Rescale everything from the line containing "For the benchmark, mark each instance of the cabinet" down to the end of the items. Write those lines out again with the requests unchanged, multiplying every coordinate in the answers by 1.5 and rounding to whole numbers, with halves rounded up.

::: RECORDS SHOWN :::

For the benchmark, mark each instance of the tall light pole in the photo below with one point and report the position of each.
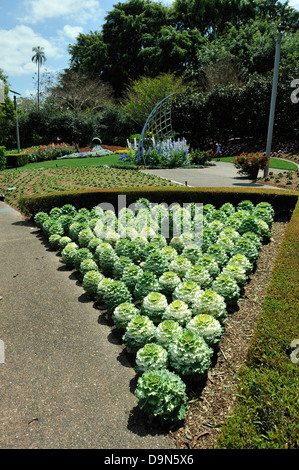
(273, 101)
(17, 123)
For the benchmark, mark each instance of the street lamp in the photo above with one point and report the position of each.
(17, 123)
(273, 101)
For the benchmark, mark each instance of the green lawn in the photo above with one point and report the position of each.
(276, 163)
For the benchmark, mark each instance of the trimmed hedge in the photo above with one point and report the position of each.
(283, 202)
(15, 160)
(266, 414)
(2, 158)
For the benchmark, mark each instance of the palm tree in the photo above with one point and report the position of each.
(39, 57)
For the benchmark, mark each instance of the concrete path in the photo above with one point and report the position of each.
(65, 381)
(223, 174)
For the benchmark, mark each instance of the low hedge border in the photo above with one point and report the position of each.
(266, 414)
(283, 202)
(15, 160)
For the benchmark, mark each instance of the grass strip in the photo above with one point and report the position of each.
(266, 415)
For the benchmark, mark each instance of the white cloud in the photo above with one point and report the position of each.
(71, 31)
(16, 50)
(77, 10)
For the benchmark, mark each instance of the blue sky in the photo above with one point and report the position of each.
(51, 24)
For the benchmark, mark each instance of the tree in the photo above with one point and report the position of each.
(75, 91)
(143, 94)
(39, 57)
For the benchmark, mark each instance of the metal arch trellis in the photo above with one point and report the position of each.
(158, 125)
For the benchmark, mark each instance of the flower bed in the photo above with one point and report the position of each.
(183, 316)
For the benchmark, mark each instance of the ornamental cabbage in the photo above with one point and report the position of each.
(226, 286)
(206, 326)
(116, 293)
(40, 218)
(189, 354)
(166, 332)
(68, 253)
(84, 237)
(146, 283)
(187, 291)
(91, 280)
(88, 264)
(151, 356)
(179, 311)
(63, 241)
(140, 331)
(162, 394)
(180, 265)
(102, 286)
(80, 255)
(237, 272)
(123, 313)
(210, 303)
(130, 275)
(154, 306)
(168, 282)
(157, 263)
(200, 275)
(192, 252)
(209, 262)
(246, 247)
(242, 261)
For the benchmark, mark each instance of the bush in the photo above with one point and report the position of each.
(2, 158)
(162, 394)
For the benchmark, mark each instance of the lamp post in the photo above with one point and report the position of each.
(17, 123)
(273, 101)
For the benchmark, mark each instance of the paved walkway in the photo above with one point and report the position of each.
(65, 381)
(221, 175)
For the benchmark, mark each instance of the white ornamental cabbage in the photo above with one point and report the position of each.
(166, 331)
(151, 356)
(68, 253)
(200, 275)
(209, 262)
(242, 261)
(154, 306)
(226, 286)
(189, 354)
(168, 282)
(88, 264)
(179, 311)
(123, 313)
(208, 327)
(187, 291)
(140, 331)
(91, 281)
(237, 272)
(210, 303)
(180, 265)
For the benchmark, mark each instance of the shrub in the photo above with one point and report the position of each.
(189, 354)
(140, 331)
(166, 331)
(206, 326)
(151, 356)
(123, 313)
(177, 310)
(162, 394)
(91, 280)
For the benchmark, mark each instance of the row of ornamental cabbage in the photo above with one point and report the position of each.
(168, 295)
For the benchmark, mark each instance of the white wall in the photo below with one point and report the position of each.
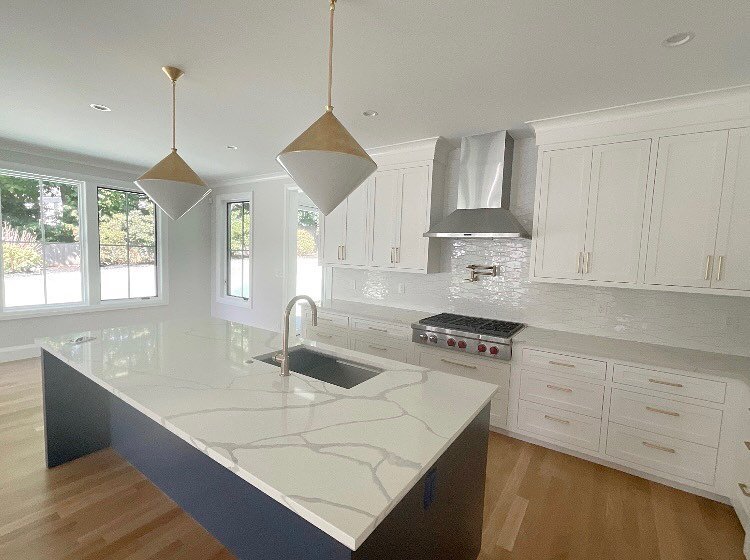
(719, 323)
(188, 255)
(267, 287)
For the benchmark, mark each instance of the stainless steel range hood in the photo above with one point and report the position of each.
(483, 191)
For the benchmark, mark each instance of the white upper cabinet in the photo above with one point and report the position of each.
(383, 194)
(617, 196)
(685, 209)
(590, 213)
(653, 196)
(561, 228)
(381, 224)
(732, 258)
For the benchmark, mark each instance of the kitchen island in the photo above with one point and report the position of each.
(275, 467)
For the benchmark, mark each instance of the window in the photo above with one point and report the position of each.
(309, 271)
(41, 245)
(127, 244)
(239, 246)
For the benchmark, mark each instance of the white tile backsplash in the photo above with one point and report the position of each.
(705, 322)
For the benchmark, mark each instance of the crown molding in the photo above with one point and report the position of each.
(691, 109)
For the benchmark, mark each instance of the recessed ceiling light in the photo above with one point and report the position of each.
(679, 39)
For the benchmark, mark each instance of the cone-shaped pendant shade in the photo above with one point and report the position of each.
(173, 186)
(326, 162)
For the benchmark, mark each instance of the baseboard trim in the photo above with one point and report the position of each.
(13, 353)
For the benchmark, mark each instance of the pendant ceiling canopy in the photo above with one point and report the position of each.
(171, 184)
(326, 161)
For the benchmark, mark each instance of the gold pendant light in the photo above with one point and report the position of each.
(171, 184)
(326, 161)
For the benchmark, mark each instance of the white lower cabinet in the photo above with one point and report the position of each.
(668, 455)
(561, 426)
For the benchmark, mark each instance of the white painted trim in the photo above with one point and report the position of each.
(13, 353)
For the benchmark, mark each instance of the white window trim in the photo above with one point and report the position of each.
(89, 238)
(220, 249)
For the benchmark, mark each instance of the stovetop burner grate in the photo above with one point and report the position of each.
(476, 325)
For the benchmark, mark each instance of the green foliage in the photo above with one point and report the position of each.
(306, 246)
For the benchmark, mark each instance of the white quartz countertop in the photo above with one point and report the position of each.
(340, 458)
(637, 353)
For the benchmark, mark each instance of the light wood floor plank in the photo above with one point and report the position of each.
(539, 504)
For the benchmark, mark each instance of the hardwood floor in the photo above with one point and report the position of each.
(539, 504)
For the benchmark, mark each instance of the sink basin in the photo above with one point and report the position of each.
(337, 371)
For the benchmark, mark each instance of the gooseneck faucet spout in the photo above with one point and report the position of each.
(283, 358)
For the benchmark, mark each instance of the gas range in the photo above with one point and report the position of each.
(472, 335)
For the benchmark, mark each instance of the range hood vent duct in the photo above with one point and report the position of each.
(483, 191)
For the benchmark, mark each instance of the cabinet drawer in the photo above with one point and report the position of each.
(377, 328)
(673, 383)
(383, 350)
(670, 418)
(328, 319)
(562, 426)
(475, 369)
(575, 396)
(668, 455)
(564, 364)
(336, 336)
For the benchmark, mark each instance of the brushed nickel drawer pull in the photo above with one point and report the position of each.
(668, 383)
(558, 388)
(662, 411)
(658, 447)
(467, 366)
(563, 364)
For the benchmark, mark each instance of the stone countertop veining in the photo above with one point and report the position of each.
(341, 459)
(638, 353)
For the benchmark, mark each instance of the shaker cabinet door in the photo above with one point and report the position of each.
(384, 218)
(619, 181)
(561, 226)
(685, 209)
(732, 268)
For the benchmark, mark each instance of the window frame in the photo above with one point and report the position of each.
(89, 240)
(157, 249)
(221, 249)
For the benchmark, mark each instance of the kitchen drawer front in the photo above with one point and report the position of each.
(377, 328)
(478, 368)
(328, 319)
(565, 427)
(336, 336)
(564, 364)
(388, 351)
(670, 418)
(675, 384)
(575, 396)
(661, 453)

:::

EXERCISE RESULT:
For the benchmark, mark each instance of the cabinet drawer in the photo above with one point and report the position of each.
(566, 492)
(1010, 575)
(575, 525)
(1005, 627)
(492, 479)
(843, 639)
(713, 554)
(863, 594)
(1002, 683)
(846, 546)
(504, 504)
For the benchmark, mark each instance of the brushed nickel drawer pull in the photo above with one point and report the position of each.
(1002, 575)
(837, 582)
(993, 617)
(987, 671)
(701, 549)
(845, 546)
For the benchmark, mark each instance of the stone countertop veining in the photo above with one point and report the position of each.
(512, 689)
(957, 530)
For the benchmark, mark each instance of the shaker cabinet door in the photo above with one point and report the position of each.
(576, 327)
(929, 272)
(842, 339)
(1028, 314)
(1098, 402)
For the benchmark, mark each instance of the window frame in the photo above with one point and report the position of each.
(134, 360)
(236, 374)
(332, 374)
For the benchmark, mark each instance of the kitchen drawer front in the photo above with one point and report the position of each.
(566, 492)
(717, 552)
(492, 479)
(848, 641)
(504, 504)
(846, 546)
(582, 527)
(1005, 627)
(1013, 576)
(863, 594)
(992, 680)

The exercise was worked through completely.